→ The exercise: Could you switch "vision model" to "detection model" in the items, starting at the first one and ending at the line that contains "xmin=264 ymin=54 xmax=301 ymax=89", and give those lines again with nothing else changed and the pictures left out?

= = =

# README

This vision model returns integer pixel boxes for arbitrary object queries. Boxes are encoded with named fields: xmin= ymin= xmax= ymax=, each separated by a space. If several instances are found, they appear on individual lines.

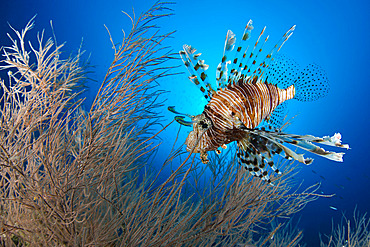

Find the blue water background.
xmin=0 ymin=0 xmax=370 ymax=246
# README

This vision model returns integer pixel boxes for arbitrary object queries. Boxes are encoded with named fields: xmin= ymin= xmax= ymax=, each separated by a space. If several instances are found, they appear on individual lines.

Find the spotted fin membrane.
xmin=179 ymin=45 xmax=214 ymax=102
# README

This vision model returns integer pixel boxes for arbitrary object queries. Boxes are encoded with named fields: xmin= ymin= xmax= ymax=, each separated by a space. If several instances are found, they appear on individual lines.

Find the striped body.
xmin=173 ymin=20 xmax=349 ymax=183
xmin=186 ymin=78 xmax=295 ymax=152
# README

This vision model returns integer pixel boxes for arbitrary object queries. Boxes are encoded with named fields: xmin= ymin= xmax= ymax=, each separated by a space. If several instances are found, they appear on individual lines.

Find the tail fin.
xmin=294 ymin=64 xmax=330 ymax=101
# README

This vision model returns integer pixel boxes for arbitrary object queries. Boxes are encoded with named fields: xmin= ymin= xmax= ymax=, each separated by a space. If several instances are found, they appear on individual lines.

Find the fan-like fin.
xmin=247 ymin=129 xmax=349 ymax=164
xmin=294 ymin=64 xmax=330 ymax=101
xmin=258 ymin=101 xmax=288 ymax=130
xmin=216 ymin=30 xmax=236 ymax=90
xmin=179 ymin=45 xmax=214 ymax=101
xmin=264 ymin=54 xmax=301 ymax=89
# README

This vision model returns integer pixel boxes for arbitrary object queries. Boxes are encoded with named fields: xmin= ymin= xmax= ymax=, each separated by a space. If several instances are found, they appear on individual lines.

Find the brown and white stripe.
xmin=194 ymin=80 xmax=295 ymax=151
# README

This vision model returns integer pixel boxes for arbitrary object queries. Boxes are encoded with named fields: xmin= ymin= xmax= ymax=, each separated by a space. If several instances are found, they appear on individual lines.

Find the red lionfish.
xmin=168 ymin=20 xmax=349 ymax=183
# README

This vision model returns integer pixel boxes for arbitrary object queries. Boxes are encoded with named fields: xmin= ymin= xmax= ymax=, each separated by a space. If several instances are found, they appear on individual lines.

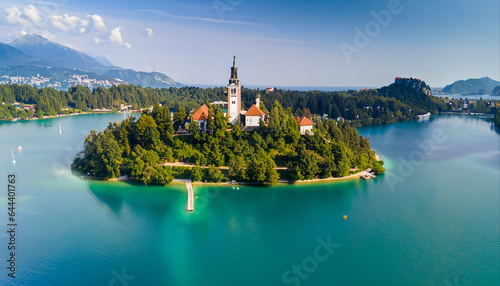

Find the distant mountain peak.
xmin=443 ymin=76 xmax=500 ymax=95
xmin=9 ymin=34 xmax=50 ymax=47
xmin=0 ymin=34 xmax=179 ymax=87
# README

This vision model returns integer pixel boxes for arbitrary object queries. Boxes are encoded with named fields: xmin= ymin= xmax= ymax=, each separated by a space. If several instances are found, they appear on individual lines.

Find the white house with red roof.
xmin=192 ymin=104 xmax=208 ymax=130
xmin=295 ymin=117 xmax=314 ymax=135
xmin=245 ymin=104 xmax=266 ymax=127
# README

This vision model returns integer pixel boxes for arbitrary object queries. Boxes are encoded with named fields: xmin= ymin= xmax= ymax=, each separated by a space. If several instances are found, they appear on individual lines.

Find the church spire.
xmin=229 ymin=55 xmax=240 ymax=84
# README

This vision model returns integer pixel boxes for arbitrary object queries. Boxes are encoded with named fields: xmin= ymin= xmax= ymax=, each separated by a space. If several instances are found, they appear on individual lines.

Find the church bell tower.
xmin=227 ymin=55 xmax=241 ymax=124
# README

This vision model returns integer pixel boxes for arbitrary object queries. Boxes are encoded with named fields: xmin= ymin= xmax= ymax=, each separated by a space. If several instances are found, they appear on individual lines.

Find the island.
xmin=72 ymin=58 xmax=384 ymax=185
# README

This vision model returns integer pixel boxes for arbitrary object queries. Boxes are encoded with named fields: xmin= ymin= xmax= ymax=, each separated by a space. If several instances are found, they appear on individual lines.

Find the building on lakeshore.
xmin=244 ymin=100 xmax=266 ymax=127
xmin=227 ymin=56 xmax=241 ymax=124
xmin=192 ymin=104 xmax=208 ymax=131
xmin=295 ymin=117 xmax=314 ymax=135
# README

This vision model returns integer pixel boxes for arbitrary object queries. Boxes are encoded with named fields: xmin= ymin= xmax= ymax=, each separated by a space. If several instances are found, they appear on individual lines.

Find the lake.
xmin=0 ymin=114 xmax=500 ymax=286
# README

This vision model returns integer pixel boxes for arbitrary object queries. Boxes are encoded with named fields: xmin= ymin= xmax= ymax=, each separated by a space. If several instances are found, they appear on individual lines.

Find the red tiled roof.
xmin=193 ymin=104 xmax=208 ymax=120
xmin=245 ymin=104 xmax=265 ymax=116
xmin=295 ymin=117 xmax=314 ymax=126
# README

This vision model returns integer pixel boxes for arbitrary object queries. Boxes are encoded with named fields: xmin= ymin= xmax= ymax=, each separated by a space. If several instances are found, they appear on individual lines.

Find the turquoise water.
xmin=0 ymin=114 xmax=500 ymax=286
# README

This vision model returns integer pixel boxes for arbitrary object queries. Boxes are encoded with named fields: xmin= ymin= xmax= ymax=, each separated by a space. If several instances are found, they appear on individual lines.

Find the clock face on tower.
xmin=227 ymin=56 xmax=241 ymax=124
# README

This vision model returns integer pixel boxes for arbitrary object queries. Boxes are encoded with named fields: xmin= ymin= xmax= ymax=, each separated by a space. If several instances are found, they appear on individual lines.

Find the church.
xmin=192 ymin=56 xmax=265 ymax=130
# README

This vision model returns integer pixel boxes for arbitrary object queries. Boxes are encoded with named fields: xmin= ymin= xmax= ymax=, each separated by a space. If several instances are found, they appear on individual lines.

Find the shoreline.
xmin=0 ymin=111 xmax=140 ymax=122
xmin=95 ymin=169 xmax=376 ymax=187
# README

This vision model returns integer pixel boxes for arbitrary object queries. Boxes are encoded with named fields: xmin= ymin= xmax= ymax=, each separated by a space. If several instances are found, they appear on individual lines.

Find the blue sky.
xmin=0 ymin=0 xmax=500 ymax=87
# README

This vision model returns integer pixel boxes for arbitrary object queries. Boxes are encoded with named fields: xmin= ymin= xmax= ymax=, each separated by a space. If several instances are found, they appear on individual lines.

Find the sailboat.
xmin=10 ymin=150 xmax=16 ymax=165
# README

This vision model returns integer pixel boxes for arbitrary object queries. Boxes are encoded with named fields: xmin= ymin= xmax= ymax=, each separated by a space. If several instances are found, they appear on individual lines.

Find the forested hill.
xmin=72 ymin=101 xmax=384 ymax=185
xmin=0 ymin=78 xmax=448 ymax=125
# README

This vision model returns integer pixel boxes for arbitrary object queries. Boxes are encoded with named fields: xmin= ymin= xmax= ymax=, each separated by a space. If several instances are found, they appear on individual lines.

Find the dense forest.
xmin=73 ymin=101 xmax=384 ymax=185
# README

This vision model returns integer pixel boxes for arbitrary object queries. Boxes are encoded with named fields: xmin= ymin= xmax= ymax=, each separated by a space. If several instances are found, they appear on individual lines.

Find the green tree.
xmin=191 ymin=167 xmax=204 ymax=182
xmin=228 ymin=156 xmax=246 ymax=181
xmin=135 ymin=114 xmax=160 ymax=149
xmin=174 ymin=106 xmax=187 ymax=130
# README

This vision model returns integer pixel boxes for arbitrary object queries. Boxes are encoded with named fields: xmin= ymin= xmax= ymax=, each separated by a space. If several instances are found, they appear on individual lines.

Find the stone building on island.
xmin=192 ymin=56 xmax=314 ymax=135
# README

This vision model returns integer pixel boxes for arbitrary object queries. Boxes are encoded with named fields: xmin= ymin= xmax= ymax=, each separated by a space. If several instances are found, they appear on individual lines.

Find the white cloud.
xmin=87 ymin=14 xmax=106 ymax=32
xmin=5 ymin=7 xmax=28 ymax=26
xmin=109 ymin=27 xmax=132 ymax=49
xmin=80 ymin=20 xmax=90 ymax=27
xmin=24 ymin=5 xmax=42 ymax=23
xmin=41 ymin=31 xmax=56 ymax=41
xmin=48 ymin=14 xmax=80 ymax=32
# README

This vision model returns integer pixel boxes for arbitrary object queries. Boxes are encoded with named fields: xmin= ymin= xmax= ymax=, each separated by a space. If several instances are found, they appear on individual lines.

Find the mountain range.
xmin=443 ymin=77 xmax=500 ymax=95
xmin=0 ymin=34 xmax=181 ymax=88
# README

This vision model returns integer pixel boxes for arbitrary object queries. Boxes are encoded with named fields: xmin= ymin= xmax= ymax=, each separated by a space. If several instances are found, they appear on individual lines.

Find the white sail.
xmin=10 ymin=150 xmax=16 ymax=165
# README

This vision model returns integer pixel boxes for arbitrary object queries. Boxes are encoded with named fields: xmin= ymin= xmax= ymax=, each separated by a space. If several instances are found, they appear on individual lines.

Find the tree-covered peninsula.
xmin=73 ymin=101 xmax=384 ymax=185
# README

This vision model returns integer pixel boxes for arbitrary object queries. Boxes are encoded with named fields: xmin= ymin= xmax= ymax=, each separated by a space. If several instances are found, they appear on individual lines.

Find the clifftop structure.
xmin=394 ymin=77 xmax=432 ymax=96
xmin=227 ymin=56 xmax=241 ymax=124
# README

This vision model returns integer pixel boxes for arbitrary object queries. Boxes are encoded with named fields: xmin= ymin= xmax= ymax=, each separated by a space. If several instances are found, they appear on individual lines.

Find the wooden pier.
xmin=186 ymin=182 xmax=194 ymax=212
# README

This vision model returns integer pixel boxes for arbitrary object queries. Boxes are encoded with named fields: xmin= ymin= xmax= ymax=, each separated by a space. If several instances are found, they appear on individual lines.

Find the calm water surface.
xmin=0 ymin=114 xmax=500 ymax=286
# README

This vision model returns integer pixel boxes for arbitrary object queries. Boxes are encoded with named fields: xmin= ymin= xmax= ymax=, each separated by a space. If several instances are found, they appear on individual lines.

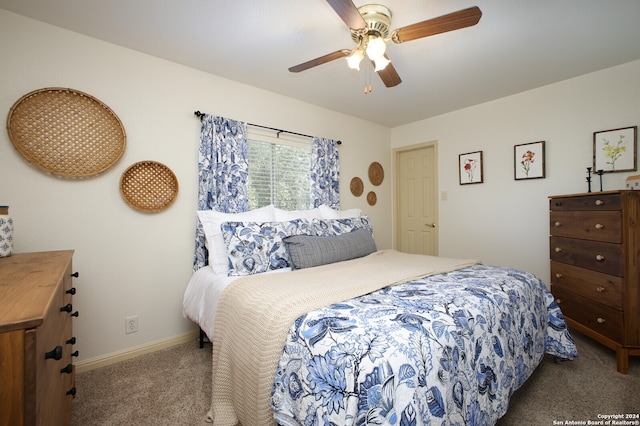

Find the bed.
xmin=184 ymin=206 xmax=577 ymax=426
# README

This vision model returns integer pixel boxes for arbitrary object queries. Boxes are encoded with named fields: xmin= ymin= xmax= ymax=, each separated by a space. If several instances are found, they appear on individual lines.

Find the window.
xmin=247 ymin=133 xmax=311 ymax=210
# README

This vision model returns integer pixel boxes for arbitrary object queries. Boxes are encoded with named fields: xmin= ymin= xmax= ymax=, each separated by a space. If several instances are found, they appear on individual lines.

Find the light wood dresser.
xmin=549 ymin=191 xmax=640 ymax=374
xmin=0 ymin=250 xmax=78 ymax=426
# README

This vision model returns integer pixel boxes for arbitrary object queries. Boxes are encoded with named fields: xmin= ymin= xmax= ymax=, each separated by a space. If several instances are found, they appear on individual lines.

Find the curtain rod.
xmin=194 ymin=111 xmax=342 ymax=145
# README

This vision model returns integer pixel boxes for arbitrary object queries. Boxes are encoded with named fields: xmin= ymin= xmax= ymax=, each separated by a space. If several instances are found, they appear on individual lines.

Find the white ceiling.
xmin=0 ymin=0 xmax=640 ymax=127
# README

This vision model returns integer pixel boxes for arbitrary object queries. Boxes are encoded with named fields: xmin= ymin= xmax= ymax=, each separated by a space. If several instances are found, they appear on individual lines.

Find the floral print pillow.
xmin=220 ymin=220 xmax=308 ymax=276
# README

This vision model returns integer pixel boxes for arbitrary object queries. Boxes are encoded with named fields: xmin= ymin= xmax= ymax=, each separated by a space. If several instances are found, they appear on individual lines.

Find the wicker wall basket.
xmin=120 ymin=161 xmax=178 ymax=213
xmin=7 ymin=87 xmax=126 ymax=178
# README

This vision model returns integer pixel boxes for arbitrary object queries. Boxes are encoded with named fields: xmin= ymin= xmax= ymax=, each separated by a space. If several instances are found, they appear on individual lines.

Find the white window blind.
xmin=247 ymin=137 xmax=311 ymax=210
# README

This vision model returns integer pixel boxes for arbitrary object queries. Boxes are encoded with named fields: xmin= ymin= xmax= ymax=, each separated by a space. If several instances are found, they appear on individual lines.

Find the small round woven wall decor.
xmin=120 ymin=161 xmax=178 ymax=213
xmin=369 ymin=161 xmax=384 ymax=186
xmin=7 ymin=87 xmax=126 ymax=178
xmin=349 ymin=176 xmax=364 ymax=197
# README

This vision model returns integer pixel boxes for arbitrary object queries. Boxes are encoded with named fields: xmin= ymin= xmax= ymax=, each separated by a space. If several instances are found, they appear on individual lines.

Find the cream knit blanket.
xmin=207 ymin=250 xmax=477 ymax=426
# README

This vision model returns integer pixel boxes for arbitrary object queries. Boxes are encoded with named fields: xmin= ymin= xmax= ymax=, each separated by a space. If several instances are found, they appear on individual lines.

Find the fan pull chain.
xmin=364 ymin=67 xmax=373 ymax=95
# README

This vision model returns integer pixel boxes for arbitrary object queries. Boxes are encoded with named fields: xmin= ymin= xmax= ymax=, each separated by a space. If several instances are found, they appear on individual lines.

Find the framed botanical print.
xmin=513 ymin=141 xmax=545 ymax=180
xmin=458 ymin=151 xmax=483 ymax=185
xmin=593 ymin=126 xmax=638 ymax=173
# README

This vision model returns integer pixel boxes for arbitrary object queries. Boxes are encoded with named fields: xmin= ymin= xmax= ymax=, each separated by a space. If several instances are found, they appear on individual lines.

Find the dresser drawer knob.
xmin=44 ymin=346 xmax=62 ymax=361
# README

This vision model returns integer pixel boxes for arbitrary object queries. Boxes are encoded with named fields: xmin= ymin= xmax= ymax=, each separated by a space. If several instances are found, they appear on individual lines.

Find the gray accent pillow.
xmin=283 ymin=229 xmax=376 ymax=269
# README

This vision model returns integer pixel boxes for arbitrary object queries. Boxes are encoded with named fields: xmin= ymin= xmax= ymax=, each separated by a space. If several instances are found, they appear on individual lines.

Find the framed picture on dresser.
xmin=593 ymin=126 xmax=638 ymax=173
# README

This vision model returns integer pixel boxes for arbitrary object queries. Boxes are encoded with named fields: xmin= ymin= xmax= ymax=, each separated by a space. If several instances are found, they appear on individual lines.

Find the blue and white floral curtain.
xmin=311 ymin=137 xmax=340 ymax=210
xmin=193 ymin=114 xmax=249 ymax=271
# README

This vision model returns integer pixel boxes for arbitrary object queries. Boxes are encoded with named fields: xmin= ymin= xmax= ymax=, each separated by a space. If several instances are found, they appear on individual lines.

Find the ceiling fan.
xmin=289 ymin=0 xmax=482 ymax=88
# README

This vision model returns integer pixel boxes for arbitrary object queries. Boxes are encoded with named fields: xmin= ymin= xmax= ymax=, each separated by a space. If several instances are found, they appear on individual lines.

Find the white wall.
xmin=391 ymin=61 xmax=640 ymax=282
xmin=0 ymin=10 xmax=391 ymax=361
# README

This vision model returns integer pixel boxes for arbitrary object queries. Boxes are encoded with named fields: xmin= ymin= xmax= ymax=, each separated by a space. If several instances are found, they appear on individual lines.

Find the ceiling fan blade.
xmin=327 ymin=0 xmax=367 ymax=30
xmin=391 ymin=6 xmax=482 ymax=43
xmin=289 ymin=49 xmax=351 ymax=72
xmin=372 ymin=55 xmax=402 ymax=87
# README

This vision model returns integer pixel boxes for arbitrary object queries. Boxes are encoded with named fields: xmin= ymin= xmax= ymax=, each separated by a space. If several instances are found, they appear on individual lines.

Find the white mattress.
xmin=182 ymin=266 xmax=291 ymax=338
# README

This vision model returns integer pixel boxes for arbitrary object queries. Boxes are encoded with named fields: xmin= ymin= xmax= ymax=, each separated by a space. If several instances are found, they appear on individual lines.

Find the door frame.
xmin=392 ymin=140 xmax=440 ymax=256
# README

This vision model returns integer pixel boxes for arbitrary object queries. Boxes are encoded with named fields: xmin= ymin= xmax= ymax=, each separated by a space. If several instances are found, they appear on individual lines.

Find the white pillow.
xmin=274 ymin=207 xmax=322 ymax=222
xmin=197 ymin=204 xmax=275 ymax=275
xmin=318 ymin=204 xmax=362 ymax=219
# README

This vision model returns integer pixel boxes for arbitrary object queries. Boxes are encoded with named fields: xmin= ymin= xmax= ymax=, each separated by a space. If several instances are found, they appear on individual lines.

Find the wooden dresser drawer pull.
xmin=44 ymin=346 xmax=62 ymax=361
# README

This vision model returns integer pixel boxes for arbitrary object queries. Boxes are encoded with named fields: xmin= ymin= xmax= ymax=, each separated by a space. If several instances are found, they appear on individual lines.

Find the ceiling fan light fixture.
xmin=346 ymin=49 xmax=364 ymax=71
xmin=367 ymin=35 xmax=387 ymax=61
xmin=373 ymin=55 xmax=391 ymax=72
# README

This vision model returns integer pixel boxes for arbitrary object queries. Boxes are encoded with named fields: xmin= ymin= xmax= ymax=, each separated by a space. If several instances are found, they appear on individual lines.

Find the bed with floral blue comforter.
xmin=271 ymin=264 xmax=577 ymax=426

= = =

→ Answer:
# README

This detection model returns integer pixel boxes for arbitrary object queries. Boxes are encoded with named fields: xmin= ymin= xmax= ymax=, each separated by a space. If several instances are found, they appear on individual lines.


Find the blue water background.
xmin=0 ymin=0 xmax=370 ymax=246
# README

This detection model returns integer pixel boxes for arbitrary object queries. Boxes are encoded with named fields: xmin= ymin= xmax= ymax=, each separated by a space. If several instances are found, they appear on individual lines.

Find the spotted fin membrane.
xmin=179 ymin=45 xmax=214 ymax=102
# README

This detection model returns integer pixel boxes for arbitrary object queries. Boxes are encoded with named fields: xmin= ymin= xmax= ymax=, each separated by a space. If several instances are found, they appear on individual lines.

Find the striped body.
xmin=173 ymin=20 xmax=349 ymax=183
xmin=186 ymin=78 xmax=295 ymax=152
# README

This detection model returns integer pixel boxes for arbitrary object queries. Boxes are encoded with named fields: xmin= ymin= xmax= ymax=, each separated by a space. If several instances are found, they appear on individual lines.

Find the tail fin.
xmin=294 ymin=64 xmax=330 ymax=101
# README

This detection model returns integer pixel boxes for arbitrary object queries. Boxes are encoded with named fields: xmin= ymin= xmax= ymax=, each separated by a space. If several instances are found, they appear on individual lines.

Find the fan-like fin.
xmin=247 ymin=129 xmax=349 ymax=164
xmin=294 ymin=64 xmax=330 ymax=101
xmin=258 ymin=101 xmax=288 ymax=130
xmin=216 ymin=30 xmax=236 ymax=90
xmin=179 ymin=45 xmax=214 ymax=101
xmin=264 ymin=54 xmax=301 ymax=89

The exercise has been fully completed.